***** Supplied records

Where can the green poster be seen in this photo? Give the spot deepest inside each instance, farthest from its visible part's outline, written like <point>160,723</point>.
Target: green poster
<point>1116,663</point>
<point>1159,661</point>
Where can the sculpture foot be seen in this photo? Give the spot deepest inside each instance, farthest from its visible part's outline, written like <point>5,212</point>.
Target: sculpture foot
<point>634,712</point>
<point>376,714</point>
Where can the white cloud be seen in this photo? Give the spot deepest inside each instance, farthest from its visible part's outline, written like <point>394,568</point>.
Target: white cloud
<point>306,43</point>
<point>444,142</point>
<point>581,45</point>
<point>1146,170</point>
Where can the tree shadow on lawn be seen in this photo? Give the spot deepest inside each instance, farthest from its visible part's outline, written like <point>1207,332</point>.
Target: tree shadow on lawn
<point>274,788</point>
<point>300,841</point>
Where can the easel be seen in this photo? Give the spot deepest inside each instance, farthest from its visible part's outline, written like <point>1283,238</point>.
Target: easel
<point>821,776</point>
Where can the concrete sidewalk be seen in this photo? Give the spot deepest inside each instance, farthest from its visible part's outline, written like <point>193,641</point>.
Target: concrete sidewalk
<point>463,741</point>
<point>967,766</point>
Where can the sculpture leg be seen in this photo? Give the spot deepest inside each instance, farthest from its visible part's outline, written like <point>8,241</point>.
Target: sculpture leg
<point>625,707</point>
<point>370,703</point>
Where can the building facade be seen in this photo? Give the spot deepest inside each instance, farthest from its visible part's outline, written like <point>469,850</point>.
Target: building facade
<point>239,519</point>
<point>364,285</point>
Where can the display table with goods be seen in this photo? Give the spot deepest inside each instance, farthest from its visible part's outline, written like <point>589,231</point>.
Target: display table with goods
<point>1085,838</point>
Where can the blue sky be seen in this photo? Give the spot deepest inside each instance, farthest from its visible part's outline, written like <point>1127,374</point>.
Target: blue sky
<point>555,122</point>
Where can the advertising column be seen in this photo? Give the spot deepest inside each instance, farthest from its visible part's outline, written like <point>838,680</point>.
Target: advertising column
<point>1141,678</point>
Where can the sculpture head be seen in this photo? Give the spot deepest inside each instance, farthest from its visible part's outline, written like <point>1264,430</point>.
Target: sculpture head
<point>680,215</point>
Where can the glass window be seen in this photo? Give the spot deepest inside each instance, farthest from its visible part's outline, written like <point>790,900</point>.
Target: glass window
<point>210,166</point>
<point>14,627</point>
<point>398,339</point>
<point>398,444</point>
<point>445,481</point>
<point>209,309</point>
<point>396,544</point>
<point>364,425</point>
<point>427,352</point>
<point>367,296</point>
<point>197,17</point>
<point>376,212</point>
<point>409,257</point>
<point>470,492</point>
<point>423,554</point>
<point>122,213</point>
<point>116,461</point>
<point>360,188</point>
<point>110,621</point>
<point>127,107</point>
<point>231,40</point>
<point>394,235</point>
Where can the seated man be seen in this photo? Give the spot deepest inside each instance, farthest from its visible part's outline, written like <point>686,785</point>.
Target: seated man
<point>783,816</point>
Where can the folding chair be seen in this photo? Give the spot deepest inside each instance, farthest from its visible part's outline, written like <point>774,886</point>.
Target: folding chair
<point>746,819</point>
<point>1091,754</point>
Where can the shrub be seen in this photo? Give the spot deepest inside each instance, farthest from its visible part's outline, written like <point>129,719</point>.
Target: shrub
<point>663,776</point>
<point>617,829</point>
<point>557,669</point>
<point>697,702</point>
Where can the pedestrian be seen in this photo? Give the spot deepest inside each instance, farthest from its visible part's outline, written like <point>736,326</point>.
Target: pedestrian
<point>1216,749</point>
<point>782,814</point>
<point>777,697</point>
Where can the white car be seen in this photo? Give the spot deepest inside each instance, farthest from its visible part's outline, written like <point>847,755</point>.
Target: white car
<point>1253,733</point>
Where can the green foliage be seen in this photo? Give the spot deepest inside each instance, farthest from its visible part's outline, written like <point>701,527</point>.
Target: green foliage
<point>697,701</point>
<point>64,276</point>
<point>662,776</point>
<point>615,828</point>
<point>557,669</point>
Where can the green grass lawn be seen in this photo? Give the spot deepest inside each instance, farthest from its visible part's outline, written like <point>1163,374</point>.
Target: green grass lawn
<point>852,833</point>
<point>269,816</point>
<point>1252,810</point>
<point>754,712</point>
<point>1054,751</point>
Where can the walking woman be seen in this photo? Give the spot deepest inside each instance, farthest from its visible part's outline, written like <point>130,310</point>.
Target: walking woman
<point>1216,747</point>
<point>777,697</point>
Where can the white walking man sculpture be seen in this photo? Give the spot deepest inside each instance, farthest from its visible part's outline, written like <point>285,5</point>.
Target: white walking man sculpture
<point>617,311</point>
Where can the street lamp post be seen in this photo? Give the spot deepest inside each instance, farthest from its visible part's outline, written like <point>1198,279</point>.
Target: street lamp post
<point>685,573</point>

**********

● **The task**:
Retyping the data above exactly and in full is the task.

● **Your response**:
Where can the green poster be seen in this photo? Give the spot deepest inside each instance, farthest from its visible part's outline, written like <point>160,723</point>.
Target: green poster
<point>1116,663</point>
<point>1159,661</point>
Where can the sculpture foot be seen in this photo? Give the spot deepest inside each instance, farthest from its visible part's outline, written like <point>5,212</point>.
Target: sculpture foot
<point>634,712</point>
<point>376,714</point>
Where can the white cloud be seen in this photo? Give the spot deepest inside each instance, farthest from its visible part's outline, written like <point>394,568</point>.
Target: white cloud
<point>306,43</point>
<point>444,142</point>
<point>581,45</point>
<point>1146,170</point>
Where can the tree shadow on lawn be seen in this photo? Give the spot deepest inside each instance, farthest from its visible part's outline, written like <point>1207,332</point>.
Target: tree shadow on lawn
<point>274,788</point>
<point>300,841</point>
Where can the easel be seen in this photo? Give the spot deepest inside each instance, farthest from its visible part's outline, written like <point>1283,238</point>.
Target: easel
<point>821,776</point>
Where can the concrete sidewalk be seen in this photo? Give the spot deepest inside each instance, farthest from its visible part's outline, written like <point>193,641</point>.
Target: concrete sidewalk
<point>463,741</point>
<point>967,766</point>
Where can the sculpture leg be seen in this photo? Give the spot deepest inside each instance, farthest from its visible part's outline, written like <point>8,241</point>.
Target: sculpture leg
<point>625,707</point>
<point>370,703</point>
Where can the building facade be seen in this photo? Give the spot deepest inside each instance, farthest from its visible part's outline, written like <point>469,850</point>.
Target: building facade
<point>239,519</point>
<point>364,285</point>
Where can the display table with goods be seen in this photo? Give the spot deepest inside each instance, farthest from its visible part's outline, written like <point>589,231</point>.
Target: display table with goods
<point>1085,838</point>
Where can the blue sky be seen in this photo? Give the spot deepest inside each instance, farthest from its visible part's outline, written like <point>1127,374</point>.
Target: blue sky
<point>555,122</point>
Where can the advertising column be seen in this photo? Give the spot deepest inside each instance, farthest from its visible part's outline, written like <point>838,680</point>.
Target: advertising column
<point>1141,678</point>
Where can the sculpture head be seen in this photo? Give the spot deepest inside each instance, farthest from its visible part's outline, written like <point>1264,430</point>.
Target: sculpture head
<point>680,215</point>
Where can the glass window be seen in this photo? Give the spot deepest inside each instance, farthest from its visible part's outline, written like <point>790,900</point>.
Target: glass window
<point>210,166</point>
<point>14,627</point>
<point>398,339</point>
<point>398,444</point>
<point>445,481</point>
<point>209,309</point>
<point>396,544</point>
<point>364,425</point>
<point>427,352</point>
<point>367,296</point>
<point>197,17</point>
<point>376,212</point>
<point>409,257</point>
<point>470,492</point>
<point>423,554</point>
<point>122,213</point>
<point>116,461</point>
<point>360,188</point>
<point>110,621</point>
<point>127,107</point>
<point>231,40</point>
<point>394,235</point>
Where can the seated man be seen in this photo? Give the spot deepest inside each instance, farthest from its visible part's outline, written like <point>686,785</point>.
Target: seated man
<point>783,816</point>
Where can the folding chair be seen in this photo? Give the spot deepest inside each instance, farthest from its visible part's outline, written like <point>774,886</point>.
Target: folding chair
<point>746,819</point>
<point>1091,754</point>
Where can the shrub be seen in this photo? Give the spot deepest inside each instance, farthest from its visible part's outline, written like <point>129,719</point>.
Target: shrub
<point>663,776</point>
<point>617,829</point>
<point>557,669</point>
<point>697,702</point>
Where can the pedestrian be seen in this photo? Give the spot deepest inside each instance, farthest from its visible part's outline, written like <point>736,326</point>.
Target: pedestrian
<point>1216,749</point>
<point>782,814</point>
<point>777,697</point>
Where can the white car be seen in this photo? Give the spot deepest inside each instance, farthest from its visible part's outline, written like <point>847,755</point>.
Target: white car
<point>1253,733</point>
Where can the green foliage be seen in this photo? Give the spot deepest inside each instance, farthest from its visible part's outline, written like <point>701,527</point>.
Target: green foliage
<point>697,701</point>
<point>64,276</point>
<point>662,776</point>
<point>615,828</point>
<point>557,669</point>
Where can the green grass lawn be seen in this photo? Give the spot deepest inside each instance, farthest from its visible part's outline, written like <point>1163,374</point>.
Target: green grass lawn
<point>852,833</point>
<point>269,816</point>
<point>1252,810</point>
<point>754,712</point>
<point>1054,751</point>
Where can the walking woman be seen in this photo? Give the spot deepest inside each instance, farthest from its visible part's outline, written like <point>130,310</point>.
Target: walking woman
<point>1216,747</point>
<point>777,697</point>
Where can the white walking man sculpture be seen in this photo? Give the spot deepest inside each instance, farthest from its visible part's outline, written like <point>285,5</point>.
Target: white walking man sculpture
<point>617,311</point>
Where can the street lamp post be seen in this photo? Give the spot deepest inside each instance, farthest from its visible part's outline, written like <point>1198,279</point>.
Target: street lamp post
<point>685,573</point>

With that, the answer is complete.